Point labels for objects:
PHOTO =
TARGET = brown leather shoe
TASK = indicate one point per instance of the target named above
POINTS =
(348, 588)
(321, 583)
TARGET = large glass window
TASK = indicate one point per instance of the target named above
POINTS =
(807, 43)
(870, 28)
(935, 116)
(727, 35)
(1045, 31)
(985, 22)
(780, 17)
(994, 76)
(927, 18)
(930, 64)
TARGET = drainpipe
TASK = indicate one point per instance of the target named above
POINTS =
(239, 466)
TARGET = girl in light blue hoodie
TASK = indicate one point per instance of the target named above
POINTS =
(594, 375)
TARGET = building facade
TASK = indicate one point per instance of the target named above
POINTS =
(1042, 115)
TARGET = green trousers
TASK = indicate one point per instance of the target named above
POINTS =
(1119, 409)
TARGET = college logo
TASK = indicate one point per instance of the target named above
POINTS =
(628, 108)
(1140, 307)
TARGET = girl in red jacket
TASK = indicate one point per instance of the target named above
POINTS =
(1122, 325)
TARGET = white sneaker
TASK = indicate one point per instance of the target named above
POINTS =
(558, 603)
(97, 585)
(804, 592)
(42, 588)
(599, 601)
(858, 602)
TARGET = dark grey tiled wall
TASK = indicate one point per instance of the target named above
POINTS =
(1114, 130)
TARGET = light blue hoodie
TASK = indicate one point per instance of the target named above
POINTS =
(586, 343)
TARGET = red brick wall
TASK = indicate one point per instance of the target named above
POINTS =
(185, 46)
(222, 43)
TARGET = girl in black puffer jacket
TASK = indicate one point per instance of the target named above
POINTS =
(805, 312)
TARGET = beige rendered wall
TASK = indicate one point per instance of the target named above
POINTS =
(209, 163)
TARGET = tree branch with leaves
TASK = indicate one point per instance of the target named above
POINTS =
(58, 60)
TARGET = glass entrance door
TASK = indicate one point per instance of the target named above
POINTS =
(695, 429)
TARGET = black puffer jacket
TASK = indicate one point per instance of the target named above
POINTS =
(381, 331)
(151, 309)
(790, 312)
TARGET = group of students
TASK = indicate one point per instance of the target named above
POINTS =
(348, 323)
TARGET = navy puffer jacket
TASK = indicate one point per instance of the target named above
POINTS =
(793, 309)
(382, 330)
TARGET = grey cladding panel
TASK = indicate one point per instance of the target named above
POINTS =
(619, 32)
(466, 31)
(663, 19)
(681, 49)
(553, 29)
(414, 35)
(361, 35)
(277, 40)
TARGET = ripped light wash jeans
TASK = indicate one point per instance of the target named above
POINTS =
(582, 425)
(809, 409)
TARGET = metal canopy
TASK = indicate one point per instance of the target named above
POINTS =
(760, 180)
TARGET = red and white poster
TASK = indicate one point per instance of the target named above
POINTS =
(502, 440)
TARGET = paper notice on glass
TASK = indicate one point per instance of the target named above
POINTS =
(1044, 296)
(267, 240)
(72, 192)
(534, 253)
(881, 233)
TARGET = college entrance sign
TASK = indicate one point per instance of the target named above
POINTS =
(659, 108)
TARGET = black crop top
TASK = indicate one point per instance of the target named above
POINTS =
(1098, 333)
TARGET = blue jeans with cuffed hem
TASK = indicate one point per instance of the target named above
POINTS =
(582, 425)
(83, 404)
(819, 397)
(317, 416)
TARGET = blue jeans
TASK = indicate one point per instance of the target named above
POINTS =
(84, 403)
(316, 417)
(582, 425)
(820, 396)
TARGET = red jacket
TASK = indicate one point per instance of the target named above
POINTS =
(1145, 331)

What the task requires:
Write out all of the material again, substituting "occurrence" for every "instance" and leaving everything else unchanged.

Output for this exercise:
PHOTO =
TARGET = brown leather shoe
TASK = indicate one point per occurrence of the target named above
POINTS =
(348, 588)
(321, 583)
TARGET = large glass window
TASK = indicate one point per occurrence of the target named above
POINTS =
(807, 43)
(870, 28)
(935, 116)
(727, 35)
(1045, 31)
(985, 22)
(780, 17)
(994, 76)
(927, 18)
(930, 64)
TARGET = drainpipe
TASK = indicate one point per occurrence of the target named above
POINTS =
(239, 466)
TARGET = girl in light blue hoodie
TASK = indicate one point per occurrence of the target named above
POINTS =
(594, 375)
TARGET = building facade
TASK = indicate one point per occurrence of the target named above
POINTS =
(1042, 115)
TARGET = green trousers
TASK = indicate one point per occurrence of the target named above
POINTS =
(1119, 409)
TARGET = college logo
TASK = indicate one point per occurrence of the target named above
POINTS =
(628, 108)
(1140, 307)
TARGET = girl in red jacket
TASK = indicate one point per occurrence of the target named above
POINTS =
(1122, 325)
TARGET = white sneaker
TASK = indicate one point per occurrence of the target named above
POINTS =
(558, 603)
(97, 585)
(804, 592)
(42, 588)
(599, 601)
(858, 602)
TARGET = dark grey tiled wall
TASK = indicate one point per occurrence of the target named above
POINTS =
(1114, 130)
TARGET = light blue hoodie
TASK = indicate one point per occurrence of the target named above
POINTS =
(586, 343)
TARGET = red brick wall
TASK = indicate one point per occurrence of the target named above
POINTS =
(185, 46)
(222, 43)
TARGET = girl in black puffer jacket
TASK = indicate one point per occurrence of the target named above
POINTS =
(805, 312)
TARGET = beige rendered wall
TASK = indicate one point per occurrence of the target named above
POINTS =
(209, 163)
TARGET = tree branch with leaves
TASK = indicate one point per occurrence of the target named above
POINTS =
(58, 60)
TARGET = glass entrance door
TASK = indicate one point per occurrence of the target named above
POINTS =
(695, 429)
TARGET = black puffer jacket
TASK = indicate one point per occurrence of the target named above
POINTS =
(381, 331)
(151, 309)
(790, 312)
TARGET = group of students
TASK = indicate one point per occurrence of the target named above
POINTS =
(348, 323)
TARGET = navy puffer jacket
TASK = indicate one point per occurrence of the target named above
POINTS =
(793, 309)
(382, 330)
TARGET = grey cladding panel
TASK = indicate one point per occurrence of the target named above
POINTS =
(619, 32)
(466, 31)
(663, 19)
(681, 49)
(553, 29)
(414, 35)
(361, 35)
(277, 40)
TARGET = ripped light wash jeans
TASK = indicate one point per occurrence of the target named above
POINTS =
(582, 425)
(809, 409)
TARGET = metal canopy
TASK = indicate one point per occurrence of the target named above
POINTS =
(760, 180)
TARGET = red and white poster
TASK = indicate one point per occurrence of the target named above
POINTS =
(502, 440)
TARGET = paper notice on glass
TASK = indicate one point per occurrence of the target named above
POINTS =
(1044, 296)
(267, 240)
(72, 192)
(534, 253)
(881, 233)
TARGET = college entrance sign
TASK = indicate one point per occurrence of the target named above
POINTS =
(659, 108)
TARGET = black crop top
TASK = indicate one point per occurrence of the target named above
POINTS =
(1098, 333)
TARGET = blue jeans with cuffed hem
TASK = indicate one point per occurrence of the target named above
POINTS =
(582, 425)
(83, 404)
(819, 397)
(317, 416)
TARGET = blue jeans
TASK = indicate one point per occurrence of the target named above
POINTS =
(84, 403)
(316, 417)
(582, 425)
(820, 396)
TARGET = red jacket
TASK = indicate one point per occurrence of the target named above
POINTS =
(1145, 331)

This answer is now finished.